**Description of the task:**
Report each line from the listing that the string "striped" appears in.

**Extracted information:**
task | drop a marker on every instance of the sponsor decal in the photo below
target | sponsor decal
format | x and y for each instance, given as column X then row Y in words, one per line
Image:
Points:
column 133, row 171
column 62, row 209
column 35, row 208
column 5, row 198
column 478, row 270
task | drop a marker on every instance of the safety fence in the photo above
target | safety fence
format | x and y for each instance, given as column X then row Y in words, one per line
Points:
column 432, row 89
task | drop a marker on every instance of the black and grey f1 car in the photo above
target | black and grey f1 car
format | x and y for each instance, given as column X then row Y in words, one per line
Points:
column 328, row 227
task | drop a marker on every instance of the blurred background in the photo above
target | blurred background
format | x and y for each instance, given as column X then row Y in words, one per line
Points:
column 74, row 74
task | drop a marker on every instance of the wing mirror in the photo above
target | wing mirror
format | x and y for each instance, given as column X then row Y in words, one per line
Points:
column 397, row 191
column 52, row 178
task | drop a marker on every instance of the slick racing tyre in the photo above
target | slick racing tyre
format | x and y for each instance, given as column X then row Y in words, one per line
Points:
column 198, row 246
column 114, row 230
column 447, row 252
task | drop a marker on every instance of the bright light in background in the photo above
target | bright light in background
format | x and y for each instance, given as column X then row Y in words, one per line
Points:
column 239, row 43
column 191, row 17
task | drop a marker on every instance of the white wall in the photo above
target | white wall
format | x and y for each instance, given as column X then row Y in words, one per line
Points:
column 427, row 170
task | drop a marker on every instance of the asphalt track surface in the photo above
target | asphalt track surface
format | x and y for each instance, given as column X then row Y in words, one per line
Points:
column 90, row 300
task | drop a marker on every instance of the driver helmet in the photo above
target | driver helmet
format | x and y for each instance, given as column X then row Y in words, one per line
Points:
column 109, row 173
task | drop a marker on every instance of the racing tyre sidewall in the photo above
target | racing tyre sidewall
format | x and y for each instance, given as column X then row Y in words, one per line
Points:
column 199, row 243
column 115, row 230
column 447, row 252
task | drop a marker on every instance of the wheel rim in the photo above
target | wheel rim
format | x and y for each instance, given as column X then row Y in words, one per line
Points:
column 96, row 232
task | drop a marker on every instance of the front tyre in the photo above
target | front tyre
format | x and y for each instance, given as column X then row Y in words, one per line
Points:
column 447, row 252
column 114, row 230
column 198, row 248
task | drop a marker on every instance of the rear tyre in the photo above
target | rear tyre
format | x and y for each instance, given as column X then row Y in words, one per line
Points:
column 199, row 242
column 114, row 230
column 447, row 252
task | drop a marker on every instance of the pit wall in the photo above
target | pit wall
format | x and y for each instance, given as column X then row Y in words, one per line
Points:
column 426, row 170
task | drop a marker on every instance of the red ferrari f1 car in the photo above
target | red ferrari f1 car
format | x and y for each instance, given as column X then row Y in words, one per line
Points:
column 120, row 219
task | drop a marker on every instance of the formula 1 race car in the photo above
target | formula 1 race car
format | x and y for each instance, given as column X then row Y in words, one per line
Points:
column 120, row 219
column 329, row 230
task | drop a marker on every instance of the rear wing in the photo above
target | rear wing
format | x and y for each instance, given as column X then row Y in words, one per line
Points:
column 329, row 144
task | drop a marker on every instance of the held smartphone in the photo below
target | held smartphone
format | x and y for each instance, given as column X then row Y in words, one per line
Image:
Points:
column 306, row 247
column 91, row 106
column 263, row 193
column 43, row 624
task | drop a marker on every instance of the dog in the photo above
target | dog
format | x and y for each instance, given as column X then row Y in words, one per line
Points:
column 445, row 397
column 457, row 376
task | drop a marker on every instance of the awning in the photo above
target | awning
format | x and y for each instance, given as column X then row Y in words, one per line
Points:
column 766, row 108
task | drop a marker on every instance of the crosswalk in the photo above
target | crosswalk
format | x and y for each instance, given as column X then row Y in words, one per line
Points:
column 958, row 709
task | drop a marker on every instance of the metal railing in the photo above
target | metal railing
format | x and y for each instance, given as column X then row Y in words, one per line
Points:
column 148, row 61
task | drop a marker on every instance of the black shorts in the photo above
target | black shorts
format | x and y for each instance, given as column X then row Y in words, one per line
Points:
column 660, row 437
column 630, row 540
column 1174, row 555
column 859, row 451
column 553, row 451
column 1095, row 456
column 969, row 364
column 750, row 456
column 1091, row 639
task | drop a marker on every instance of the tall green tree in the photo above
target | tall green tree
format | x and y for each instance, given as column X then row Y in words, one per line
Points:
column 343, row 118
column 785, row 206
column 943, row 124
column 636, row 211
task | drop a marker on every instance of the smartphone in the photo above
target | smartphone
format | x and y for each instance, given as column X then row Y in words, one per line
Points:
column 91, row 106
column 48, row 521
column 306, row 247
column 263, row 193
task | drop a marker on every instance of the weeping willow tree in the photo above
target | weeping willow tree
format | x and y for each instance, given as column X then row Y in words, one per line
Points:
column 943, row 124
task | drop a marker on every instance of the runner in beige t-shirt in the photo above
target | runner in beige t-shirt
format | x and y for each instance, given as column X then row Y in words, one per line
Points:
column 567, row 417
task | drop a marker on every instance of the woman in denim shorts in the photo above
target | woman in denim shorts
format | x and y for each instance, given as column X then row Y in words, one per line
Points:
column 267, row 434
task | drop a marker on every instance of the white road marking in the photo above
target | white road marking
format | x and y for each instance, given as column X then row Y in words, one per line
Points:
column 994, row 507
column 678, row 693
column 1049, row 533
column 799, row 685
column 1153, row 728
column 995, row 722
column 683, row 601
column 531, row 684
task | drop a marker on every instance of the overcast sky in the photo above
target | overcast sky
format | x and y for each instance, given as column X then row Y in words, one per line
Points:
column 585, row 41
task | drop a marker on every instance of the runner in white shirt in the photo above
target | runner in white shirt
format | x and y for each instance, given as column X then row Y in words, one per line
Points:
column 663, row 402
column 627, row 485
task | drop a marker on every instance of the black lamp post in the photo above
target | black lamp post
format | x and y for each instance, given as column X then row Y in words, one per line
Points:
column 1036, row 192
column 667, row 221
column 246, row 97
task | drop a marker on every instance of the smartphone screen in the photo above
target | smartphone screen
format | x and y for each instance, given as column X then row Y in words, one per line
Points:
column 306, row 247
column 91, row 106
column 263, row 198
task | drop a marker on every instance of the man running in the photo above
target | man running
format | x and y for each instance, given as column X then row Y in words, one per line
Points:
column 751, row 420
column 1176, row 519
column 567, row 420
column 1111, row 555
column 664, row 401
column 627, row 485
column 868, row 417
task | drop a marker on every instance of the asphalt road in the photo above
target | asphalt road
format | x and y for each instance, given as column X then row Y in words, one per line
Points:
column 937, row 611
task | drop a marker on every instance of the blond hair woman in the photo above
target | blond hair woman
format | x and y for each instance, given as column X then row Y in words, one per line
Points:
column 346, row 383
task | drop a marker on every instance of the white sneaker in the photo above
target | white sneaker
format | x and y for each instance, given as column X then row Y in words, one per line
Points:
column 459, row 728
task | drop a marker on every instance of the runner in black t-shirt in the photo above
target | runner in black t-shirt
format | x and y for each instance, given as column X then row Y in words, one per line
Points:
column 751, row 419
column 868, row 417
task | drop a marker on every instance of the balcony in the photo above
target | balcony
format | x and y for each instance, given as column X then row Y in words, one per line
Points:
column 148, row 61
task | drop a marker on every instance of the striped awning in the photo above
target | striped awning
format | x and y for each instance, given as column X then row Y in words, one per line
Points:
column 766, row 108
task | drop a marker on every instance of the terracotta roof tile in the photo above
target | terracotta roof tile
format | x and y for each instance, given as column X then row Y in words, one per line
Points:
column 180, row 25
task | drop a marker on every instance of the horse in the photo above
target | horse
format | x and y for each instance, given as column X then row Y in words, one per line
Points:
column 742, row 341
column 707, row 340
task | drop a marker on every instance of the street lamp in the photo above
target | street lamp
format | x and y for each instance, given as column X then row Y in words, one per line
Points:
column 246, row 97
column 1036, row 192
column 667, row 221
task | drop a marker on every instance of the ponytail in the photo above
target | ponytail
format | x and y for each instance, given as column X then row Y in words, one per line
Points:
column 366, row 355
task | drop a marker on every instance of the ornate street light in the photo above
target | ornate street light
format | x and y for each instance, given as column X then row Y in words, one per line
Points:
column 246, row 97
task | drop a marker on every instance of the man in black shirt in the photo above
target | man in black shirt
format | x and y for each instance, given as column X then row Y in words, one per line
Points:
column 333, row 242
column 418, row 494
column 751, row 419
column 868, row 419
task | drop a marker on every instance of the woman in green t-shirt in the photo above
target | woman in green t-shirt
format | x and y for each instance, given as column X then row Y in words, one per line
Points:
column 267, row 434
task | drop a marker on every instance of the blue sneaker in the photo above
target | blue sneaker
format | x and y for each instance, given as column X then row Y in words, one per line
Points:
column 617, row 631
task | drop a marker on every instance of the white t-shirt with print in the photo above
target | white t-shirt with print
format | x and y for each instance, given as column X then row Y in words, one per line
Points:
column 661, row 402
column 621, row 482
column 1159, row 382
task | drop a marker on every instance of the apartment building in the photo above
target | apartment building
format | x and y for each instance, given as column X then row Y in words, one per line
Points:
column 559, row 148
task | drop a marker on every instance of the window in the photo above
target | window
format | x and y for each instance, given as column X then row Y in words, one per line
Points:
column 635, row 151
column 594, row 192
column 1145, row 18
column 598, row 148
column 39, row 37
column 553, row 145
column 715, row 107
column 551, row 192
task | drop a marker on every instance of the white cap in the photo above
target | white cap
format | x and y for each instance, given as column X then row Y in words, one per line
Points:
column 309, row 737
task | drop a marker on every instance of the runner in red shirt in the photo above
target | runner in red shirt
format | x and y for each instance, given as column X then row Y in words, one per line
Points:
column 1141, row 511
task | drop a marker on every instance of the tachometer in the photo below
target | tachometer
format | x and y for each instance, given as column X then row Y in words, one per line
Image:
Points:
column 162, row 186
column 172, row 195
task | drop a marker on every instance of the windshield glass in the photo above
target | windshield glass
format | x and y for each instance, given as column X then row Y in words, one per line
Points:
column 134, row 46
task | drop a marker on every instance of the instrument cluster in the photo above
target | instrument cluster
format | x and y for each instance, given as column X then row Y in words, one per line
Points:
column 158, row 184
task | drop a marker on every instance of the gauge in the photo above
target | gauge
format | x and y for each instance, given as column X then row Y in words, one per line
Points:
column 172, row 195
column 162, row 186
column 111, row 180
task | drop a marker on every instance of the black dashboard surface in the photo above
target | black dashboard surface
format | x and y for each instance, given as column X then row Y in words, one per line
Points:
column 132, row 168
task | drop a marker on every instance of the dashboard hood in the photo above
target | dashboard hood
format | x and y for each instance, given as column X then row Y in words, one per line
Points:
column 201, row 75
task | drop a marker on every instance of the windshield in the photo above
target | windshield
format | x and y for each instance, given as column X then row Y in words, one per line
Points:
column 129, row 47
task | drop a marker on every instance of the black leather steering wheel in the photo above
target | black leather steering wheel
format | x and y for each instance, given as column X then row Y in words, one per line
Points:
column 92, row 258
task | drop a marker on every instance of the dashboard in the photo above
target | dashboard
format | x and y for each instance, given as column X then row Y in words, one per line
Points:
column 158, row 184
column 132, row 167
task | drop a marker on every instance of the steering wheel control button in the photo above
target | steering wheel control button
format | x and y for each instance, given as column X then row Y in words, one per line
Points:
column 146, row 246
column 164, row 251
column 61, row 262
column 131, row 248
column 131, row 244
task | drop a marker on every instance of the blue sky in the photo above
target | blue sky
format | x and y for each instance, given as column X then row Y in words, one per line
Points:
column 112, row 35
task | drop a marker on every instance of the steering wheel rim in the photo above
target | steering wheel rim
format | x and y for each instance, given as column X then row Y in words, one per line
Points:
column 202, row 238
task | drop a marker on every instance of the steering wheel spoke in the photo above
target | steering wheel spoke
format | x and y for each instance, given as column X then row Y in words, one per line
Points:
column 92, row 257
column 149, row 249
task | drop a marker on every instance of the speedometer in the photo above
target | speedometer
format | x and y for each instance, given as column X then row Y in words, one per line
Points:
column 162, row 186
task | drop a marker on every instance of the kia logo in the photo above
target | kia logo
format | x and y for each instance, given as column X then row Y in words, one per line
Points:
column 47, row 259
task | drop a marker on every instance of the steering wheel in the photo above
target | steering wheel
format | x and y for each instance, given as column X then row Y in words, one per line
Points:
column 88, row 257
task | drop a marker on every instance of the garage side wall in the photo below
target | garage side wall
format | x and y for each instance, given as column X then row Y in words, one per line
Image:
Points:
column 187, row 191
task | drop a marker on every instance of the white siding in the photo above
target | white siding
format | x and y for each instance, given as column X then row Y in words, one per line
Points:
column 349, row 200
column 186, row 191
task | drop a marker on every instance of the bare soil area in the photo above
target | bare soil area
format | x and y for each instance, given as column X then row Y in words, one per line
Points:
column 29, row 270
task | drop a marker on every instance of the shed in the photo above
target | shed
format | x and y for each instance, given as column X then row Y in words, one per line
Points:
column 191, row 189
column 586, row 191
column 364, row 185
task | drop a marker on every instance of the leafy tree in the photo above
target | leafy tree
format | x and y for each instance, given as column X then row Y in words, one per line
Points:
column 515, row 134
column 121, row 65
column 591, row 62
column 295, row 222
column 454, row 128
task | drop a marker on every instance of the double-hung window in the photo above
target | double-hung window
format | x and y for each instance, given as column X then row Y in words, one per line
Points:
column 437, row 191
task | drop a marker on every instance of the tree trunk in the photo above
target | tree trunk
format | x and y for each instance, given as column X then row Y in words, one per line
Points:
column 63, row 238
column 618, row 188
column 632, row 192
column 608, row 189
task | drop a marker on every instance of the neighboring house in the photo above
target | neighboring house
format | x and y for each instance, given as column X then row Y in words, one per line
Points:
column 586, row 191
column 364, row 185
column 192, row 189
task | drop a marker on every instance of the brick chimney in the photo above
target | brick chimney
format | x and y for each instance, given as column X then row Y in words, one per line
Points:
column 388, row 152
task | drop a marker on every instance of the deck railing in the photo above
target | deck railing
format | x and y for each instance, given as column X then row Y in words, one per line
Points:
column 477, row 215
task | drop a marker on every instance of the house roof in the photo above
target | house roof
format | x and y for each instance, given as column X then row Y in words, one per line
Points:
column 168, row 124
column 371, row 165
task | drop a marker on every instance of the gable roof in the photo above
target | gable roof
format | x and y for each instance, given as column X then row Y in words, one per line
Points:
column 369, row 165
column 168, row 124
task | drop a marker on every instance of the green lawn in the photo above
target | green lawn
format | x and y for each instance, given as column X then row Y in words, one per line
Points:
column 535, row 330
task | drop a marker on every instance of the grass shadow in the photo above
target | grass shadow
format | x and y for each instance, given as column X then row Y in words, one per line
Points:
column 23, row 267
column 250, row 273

**Task response:**
task | drop a marker on every instance of the striped awning in the photo above
target | striped awning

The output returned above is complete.